SET OF TASKS =>
[1] Reproduce the message verbatim from "Quoting Ian Kent" to "within autofs maps.".
[2] According to the message header, which user agent sent the message?
[3] State whether each statement agrees with the message, and support each answer with a short exact quotation from it. (a) The message was sent on Friday, 29 February 2008. (b) The message uses the UTF-8 character set. (c) The message is addressed directly to Jeff Moyer.

DOCUMENT SECTION =>
Date: Fri, 29 Feb 2008 10:09:21 -0600
From: "Serge E. Hallyn" <serue@us.ibm.com>
To: Ian Kent <raven@themaw.net>
Cc: "Serge E. Hallyn" <serue@us.ibm.com>, Jeff Moyer <jmoyer@redhat.com>,
       Andrew Morton <akpm@linux-foundation.org>,
       Kernel Mailing List <linux-kernel@vger.kernel.org>,
       autofs mailing list <autofs@linux.kernel.org>,
       linux-fsdevel <linux-fsdevel@vger.kernel.org>,
       Pavel Emelyanov <xemul@openvz.org>,
       "Eric W. Biederman" <ebiederm@xmission.com>
Subject: Re: [PATCH 3/4] autofs4 - track uid and gid of last mount requestor
Message-ID: <20080229160921.GA24296@sergelap.ibm.com>
References: <Pine.LNX.4.64.0802261208400.8490@raven.themaw.net> <20080227204546.72e16e8d.akpm@linux-foundation.org> <1204179747.3501.21.camel@raven.themaw.net> <20080227223734.caab0165.akpm@linux-foundation.org> <1204182500.3501.49.camel@raven.themaw.net> <20080227232339.af6e904a.akpm@linux-foundation.org> <1204185623.3501.84.camel@raven.themaw.net> <x494pbtxaup.fsf@segfault.boston.devel.redhat.com> <20080228195118.GA16634@sergelap.austin.ibm.com> <1204255932.3969.86.camel@raven.themaw.net>
MIME-Version: 1.0
Content-Type: text/plain; charset=us-ascii
Content-Disposition: inline
In-Reply-To: <1204255932.3969.86.camel@raven.themaw.net>
User-Agent: Mutt/1.5.16 (2007-06-09)
Sender: linux-kernel-owner@vger.kernel.org
Content-Length: 8933
Lines: 208

Quoting Ian Kent (raven@themaw.net):
> 
> On Thu, 2008-02-28 at 13:51 -0600, Serge E. Hallyn wrote:
> > Quoting Jeff Moyer (jmoyer@redhat.com):
> > > Ian Kent <raven@themaw.net> writes:
> > > 
> > > > On Wed, 2008-02-27 at 23:23 -0800, Andrew Morton wrote:
> > > >> On Thu, 28 Feb 2008 16:08:20 +0900 Ian Kent <raven@themaw.net> wrote:
> > > >> > which includes the process uid and gid, and as part of
> > > >> > the lookup we set macros for several mount map substitution variables,
> > > >> > derived from the uid and gid of the process requesting the mount and
> > > >> > they can be used within autofs maps.

RECORDS SHOWN =>

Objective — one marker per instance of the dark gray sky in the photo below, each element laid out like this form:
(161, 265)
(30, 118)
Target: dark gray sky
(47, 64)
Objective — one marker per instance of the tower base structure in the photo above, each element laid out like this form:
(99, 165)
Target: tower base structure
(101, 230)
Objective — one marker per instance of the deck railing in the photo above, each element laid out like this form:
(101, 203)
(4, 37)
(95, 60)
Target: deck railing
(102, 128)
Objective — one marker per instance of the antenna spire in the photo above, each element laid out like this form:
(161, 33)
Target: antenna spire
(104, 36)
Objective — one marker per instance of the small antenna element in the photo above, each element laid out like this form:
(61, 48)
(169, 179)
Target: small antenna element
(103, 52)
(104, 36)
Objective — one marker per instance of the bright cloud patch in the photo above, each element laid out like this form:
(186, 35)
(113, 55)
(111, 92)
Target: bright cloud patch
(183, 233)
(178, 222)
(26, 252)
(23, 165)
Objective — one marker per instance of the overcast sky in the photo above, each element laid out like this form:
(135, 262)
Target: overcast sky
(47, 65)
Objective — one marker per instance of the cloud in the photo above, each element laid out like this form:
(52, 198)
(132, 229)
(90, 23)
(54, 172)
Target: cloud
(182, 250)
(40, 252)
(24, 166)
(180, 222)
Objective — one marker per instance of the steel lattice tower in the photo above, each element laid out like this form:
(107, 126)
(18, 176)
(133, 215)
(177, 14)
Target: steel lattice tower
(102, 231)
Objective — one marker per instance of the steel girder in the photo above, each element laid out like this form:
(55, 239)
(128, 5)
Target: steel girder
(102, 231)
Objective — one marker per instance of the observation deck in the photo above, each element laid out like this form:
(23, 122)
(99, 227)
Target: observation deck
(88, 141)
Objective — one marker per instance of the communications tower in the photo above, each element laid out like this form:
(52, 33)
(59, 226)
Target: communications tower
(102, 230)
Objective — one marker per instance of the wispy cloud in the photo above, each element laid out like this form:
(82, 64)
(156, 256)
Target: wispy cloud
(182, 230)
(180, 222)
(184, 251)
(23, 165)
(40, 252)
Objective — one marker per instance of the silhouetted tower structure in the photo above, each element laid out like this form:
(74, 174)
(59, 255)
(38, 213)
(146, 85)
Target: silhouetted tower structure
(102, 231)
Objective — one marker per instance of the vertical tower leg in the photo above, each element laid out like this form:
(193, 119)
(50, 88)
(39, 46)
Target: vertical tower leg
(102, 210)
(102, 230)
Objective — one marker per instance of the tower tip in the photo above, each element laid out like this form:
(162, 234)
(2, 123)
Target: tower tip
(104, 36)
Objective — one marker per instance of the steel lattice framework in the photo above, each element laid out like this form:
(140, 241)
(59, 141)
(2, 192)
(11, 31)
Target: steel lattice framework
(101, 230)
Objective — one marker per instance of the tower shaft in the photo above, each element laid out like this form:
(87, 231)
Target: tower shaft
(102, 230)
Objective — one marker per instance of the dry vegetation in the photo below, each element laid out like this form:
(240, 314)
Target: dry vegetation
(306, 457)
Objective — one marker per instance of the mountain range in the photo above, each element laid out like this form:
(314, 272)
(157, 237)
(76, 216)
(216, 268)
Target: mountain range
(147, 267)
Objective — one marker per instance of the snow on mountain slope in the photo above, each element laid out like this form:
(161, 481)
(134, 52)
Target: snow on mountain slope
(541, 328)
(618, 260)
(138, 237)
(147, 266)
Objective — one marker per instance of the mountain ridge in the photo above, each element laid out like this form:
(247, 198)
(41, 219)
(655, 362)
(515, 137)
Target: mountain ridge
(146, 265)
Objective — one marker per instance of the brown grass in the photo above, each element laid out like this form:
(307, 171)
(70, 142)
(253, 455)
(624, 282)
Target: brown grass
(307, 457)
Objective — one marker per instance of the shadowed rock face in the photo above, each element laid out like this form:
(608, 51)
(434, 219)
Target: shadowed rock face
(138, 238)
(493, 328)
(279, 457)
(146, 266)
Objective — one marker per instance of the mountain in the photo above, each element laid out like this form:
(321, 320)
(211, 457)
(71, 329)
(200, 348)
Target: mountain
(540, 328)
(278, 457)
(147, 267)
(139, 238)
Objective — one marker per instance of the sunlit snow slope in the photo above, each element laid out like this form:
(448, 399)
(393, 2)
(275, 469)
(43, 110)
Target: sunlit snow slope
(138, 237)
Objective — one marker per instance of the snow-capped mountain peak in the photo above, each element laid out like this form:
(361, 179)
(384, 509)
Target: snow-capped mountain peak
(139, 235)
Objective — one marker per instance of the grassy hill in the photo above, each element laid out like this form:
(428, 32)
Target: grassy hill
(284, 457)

SET OF ANSWERS =>
[1]
Quoting Ian Kent (raven@themaw.net):
> 
> On Thu, 2008-02-28 at 13:51 -0600, Serge E. Hallyn wrote:
> > Quoting Jeff Moyer (jmoyer@redhat.com):
> > > Ian Kent <raven@themaw.net> writes:
> > > 
> > > > On Wed, 2008-02-27 at 23:23 -0800, Andrew Morton wrote:
> > > >> On Thu, 28 Feb 2008 16:08:20 +0900 Ian Kent <raven@themaw.net> wrote:
> > > >> > which includes the process uid and gid, and as part of
> > > >> > the lookup we set macros for several mount map substitution variables,
> > > >> > derived from the uid and gid of the process requesting the mount and
> > > >> > they can be used within autofs maps.

[2] Mutt/1.5.16 (2007-06-09)

[3]
(a) Yes: "Date: Fri, 29 Feb 2008 10:09:21 -0600"
(b) No: "Content-Type: text/plain; charset=us-ascii"
(c) No: "To: Ian Kent <raven@themaw.net>"